◆ DATA ROWS ◆
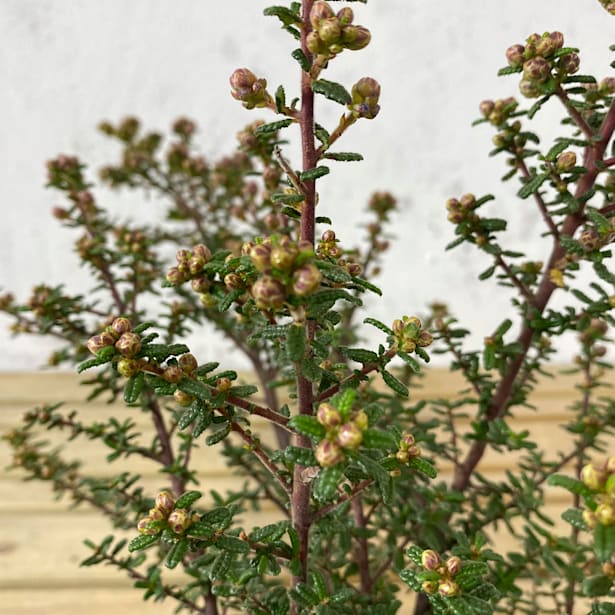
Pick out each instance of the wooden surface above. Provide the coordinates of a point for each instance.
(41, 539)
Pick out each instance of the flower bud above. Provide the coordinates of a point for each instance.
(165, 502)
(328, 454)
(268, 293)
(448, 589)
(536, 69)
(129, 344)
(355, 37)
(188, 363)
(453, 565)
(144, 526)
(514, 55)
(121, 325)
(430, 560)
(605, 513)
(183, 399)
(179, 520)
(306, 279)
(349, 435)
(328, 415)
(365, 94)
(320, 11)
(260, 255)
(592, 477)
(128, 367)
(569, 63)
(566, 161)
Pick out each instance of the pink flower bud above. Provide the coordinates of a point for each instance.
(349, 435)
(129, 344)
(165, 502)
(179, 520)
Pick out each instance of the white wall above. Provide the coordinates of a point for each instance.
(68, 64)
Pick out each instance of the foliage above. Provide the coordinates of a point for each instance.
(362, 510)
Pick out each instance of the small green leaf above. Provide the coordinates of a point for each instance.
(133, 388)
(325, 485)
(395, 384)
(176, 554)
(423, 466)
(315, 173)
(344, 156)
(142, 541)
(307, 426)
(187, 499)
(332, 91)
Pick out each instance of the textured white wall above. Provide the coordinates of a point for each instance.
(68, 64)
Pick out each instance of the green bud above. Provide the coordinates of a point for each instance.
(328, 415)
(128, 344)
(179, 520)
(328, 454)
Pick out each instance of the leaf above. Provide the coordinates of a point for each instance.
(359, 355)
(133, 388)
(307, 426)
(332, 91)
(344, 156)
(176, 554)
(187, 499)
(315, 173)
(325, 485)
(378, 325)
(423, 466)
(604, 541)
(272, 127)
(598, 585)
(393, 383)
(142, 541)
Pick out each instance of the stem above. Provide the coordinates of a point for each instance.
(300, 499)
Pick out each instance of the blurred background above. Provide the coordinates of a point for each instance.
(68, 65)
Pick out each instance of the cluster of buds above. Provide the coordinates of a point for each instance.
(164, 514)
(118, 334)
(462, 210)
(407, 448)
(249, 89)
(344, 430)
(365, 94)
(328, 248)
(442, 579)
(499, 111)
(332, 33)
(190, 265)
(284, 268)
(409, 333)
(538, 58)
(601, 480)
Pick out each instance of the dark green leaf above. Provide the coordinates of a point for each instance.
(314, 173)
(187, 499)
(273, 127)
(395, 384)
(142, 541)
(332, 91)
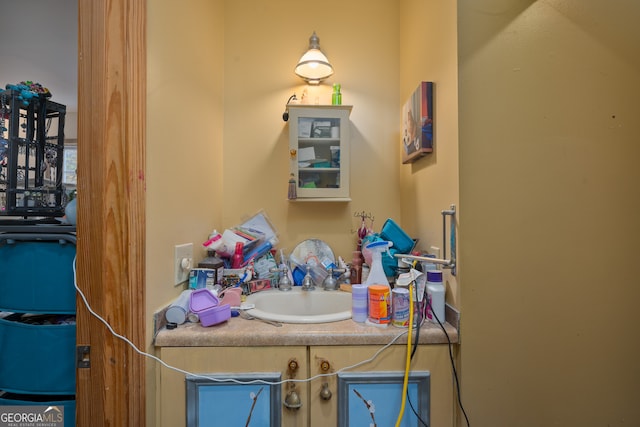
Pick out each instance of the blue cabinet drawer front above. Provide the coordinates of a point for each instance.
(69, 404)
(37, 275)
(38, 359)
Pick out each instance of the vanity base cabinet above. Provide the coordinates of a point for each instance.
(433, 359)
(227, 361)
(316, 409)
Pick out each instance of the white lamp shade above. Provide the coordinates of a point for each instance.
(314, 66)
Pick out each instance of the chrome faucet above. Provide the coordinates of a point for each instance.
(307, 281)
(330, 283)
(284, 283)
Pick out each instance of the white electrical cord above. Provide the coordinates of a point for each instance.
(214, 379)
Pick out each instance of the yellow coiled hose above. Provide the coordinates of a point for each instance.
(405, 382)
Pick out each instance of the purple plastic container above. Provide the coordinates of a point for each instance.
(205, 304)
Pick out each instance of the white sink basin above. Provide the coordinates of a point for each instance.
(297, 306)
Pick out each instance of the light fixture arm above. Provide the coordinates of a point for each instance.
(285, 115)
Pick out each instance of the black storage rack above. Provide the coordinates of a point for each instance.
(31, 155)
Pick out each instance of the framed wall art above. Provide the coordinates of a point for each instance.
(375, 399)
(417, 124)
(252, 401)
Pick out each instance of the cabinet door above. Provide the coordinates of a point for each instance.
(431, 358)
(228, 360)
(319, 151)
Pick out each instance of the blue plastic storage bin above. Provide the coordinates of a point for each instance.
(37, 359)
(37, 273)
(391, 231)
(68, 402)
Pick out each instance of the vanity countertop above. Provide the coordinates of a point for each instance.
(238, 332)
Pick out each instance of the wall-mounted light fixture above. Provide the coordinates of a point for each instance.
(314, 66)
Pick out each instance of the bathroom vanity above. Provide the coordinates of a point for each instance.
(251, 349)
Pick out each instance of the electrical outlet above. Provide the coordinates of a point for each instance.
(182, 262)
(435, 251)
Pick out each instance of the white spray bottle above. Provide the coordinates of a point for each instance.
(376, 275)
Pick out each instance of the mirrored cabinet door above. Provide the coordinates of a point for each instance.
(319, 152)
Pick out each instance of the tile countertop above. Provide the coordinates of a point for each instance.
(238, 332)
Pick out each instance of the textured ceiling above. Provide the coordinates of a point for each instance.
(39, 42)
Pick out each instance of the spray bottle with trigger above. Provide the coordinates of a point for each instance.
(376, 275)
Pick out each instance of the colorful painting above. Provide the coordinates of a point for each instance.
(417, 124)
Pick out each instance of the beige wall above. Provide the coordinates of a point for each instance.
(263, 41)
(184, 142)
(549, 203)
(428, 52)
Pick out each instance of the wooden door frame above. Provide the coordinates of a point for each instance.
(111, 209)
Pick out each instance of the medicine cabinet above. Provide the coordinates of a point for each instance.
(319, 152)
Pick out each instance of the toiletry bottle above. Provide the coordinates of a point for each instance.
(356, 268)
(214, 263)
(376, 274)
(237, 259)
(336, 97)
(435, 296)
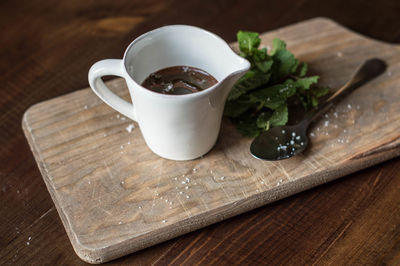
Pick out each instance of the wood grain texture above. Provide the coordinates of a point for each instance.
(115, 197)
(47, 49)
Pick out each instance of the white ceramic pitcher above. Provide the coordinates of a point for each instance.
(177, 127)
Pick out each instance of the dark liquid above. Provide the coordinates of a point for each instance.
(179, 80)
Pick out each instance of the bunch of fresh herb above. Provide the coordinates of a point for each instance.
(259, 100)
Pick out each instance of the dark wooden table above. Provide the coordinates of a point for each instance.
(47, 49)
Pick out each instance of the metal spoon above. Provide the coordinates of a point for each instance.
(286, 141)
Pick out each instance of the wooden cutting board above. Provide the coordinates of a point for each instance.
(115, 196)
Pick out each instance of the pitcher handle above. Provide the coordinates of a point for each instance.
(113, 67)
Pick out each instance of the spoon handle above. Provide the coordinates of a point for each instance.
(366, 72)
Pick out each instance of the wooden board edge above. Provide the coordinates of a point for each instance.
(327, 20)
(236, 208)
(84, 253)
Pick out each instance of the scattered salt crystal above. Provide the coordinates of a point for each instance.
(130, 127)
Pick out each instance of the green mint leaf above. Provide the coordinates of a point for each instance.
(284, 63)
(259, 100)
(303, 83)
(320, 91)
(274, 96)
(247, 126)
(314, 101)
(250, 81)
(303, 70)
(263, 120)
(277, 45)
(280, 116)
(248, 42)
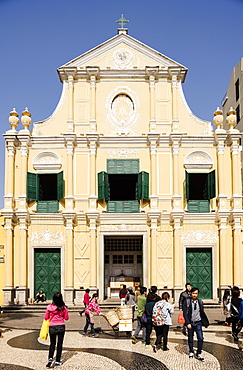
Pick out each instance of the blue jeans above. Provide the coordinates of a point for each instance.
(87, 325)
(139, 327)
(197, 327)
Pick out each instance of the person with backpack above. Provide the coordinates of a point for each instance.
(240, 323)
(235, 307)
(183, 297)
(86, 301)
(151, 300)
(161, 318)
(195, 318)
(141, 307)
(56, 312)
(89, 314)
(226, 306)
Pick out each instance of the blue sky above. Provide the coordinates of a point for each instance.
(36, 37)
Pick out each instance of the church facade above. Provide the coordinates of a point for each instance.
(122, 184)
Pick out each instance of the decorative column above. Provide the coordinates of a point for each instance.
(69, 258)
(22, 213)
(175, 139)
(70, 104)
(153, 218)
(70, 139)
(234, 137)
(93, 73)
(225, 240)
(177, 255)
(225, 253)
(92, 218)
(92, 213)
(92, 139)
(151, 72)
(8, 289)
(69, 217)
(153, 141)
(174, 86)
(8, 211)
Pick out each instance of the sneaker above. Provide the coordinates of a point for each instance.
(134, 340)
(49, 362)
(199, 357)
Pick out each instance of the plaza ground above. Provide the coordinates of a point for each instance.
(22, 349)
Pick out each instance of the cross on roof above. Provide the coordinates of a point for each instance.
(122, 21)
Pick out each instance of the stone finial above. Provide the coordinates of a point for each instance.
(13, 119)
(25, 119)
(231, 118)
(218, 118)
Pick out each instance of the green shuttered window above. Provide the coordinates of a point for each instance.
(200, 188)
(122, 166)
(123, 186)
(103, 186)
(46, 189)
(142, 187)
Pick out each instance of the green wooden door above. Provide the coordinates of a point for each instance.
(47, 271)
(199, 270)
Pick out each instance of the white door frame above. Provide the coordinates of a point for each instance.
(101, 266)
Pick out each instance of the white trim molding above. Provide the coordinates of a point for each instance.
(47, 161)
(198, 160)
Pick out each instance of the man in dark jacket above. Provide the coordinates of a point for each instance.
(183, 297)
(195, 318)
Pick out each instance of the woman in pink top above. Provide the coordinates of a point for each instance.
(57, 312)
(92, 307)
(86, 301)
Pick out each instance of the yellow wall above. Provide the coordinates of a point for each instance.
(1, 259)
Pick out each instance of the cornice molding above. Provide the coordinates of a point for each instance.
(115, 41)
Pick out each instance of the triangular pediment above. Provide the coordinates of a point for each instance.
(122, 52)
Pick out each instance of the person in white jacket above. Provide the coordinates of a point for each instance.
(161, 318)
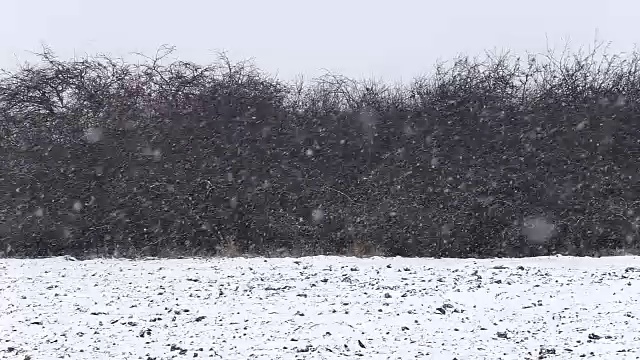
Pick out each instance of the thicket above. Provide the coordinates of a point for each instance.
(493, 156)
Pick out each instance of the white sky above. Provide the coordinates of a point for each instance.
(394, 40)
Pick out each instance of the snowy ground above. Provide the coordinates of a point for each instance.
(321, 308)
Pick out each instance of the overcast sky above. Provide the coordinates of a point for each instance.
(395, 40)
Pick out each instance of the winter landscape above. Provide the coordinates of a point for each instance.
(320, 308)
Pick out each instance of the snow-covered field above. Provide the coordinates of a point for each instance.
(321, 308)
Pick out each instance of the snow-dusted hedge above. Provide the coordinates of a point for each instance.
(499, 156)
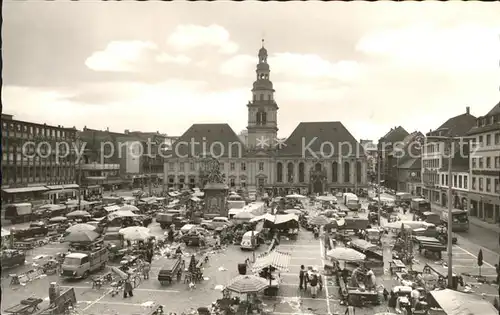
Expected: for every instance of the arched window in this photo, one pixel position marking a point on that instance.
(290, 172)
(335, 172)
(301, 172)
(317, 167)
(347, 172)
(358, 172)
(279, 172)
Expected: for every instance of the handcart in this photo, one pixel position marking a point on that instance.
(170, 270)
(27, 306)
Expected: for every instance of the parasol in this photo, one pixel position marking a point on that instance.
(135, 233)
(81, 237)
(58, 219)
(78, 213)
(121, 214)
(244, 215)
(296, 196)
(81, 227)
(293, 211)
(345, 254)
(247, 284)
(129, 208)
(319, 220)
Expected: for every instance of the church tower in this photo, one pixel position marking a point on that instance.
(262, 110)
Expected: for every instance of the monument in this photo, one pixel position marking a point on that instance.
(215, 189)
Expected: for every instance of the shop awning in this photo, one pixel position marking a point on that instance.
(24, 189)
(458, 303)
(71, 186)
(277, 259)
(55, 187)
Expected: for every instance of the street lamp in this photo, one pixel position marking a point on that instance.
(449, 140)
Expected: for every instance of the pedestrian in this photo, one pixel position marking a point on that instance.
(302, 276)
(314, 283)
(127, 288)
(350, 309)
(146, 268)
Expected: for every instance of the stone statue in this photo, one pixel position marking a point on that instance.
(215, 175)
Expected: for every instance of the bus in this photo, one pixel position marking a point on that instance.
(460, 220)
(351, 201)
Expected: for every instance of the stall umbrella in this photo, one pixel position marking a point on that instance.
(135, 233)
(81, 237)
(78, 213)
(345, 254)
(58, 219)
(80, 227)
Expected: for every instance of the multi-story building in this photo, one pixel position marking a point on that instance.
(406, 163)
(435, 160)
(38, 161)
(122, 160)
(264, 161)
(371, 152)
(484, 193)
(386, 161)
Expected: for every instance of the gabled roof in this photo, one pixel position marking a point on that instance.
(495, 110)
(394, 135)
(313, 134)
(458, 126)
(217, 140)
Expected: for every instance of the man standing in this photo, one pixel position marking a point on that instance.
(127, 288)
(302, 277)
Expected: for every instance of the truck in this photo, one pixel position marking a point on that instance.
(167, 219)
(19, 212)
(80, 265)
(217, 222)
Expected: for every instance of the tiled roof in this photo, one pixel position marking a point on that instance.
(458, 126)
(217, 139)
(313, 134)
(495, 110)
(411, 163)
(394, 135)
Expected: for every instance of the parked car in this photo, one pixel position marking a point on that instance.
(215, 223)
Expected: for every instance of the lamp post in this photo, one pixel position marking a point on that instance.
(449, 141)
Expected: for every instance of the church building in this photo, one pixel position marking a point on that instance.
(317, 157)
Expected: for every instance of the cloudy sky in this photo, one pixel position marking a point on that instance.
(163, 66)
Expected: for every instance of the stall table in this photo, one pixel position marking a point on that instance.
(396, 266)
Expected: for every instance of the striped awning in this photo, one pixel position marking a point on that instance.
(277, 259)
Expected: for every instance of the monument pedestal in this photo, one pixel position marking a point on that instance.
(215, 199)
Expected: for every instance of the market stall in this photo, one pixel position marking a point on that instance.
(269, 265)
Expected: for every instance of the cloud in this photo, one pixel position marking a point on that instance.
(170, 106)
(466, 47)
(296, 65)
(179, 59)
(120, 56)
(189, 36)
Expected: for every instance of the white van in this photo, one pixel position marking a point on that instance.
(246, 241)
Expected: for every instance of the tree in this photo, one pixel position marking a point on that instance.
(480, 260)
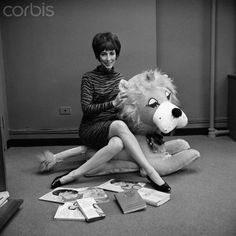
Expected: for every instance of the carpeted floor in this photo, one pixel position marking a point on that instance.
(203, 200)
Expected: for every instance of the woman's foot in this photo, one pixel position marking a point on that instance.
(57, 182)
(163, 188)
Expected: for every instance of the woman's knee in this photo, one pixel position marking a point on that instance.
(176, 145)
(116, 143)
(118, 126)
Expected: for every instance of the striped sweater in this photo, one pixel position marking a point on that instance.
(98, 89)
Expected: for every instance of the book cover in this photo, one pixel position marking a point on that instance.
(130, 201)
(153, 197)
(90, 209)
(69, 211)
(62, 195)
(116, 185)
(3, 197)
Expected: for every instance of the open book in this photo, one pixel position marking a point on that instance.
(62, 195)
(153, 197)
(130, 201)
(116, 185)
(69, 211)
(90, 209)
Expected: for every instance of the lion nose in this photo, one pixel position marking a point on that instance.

◆ EXERCISE INSTRUCTIONS ◆
Only the lines from the one holding "Expected: for every instance of the white" through the last line of the records should be output, please, exactly and without any pictures.

◆ SOLUTION FOR THIS PROBLEM ◆
Expected: for every instance of the white van in this photo, one pixel position marking a point on that instance.
(246, 241)
Expected: for every instance of the tree in this photo, one pixel position marking a point on that instance.
(480, 260)
Expected: for every instance of the carpeted floor in this photo, one pixel position marking a point on that instance.
(203, 200)
Expected: for every instance of the woman's foot in this photo, one pixel position marking a point on that instance.
(57, 182)
(163, 188)
Expected: for every instance of the woman's knee in this photo, one pixel position marking a point on that instance.
(176, 145)
(116, 143)
(118, 126)
Expected: for every instance of the striped sweater in this photo, one pixel position marking a point on that instance.
(98, 89)
Expected: for every instance of the book cover in this photo, one pixel position marking a point on that instance.
(130, 201)
(153, 197)
(90, 209)
(69, 211)
(62, 195)
(116, 185)
(3, 197)
Expected: for every instance of the open book in this photo, one pixel position marking a point on that instance.
(62, 195)
(153, 197)
(130, 201)
(116, 185)
(69, 211)
(90, 209)
Expected: for every instance of the lion nose in this photo, one pixel position marking a point on that instance.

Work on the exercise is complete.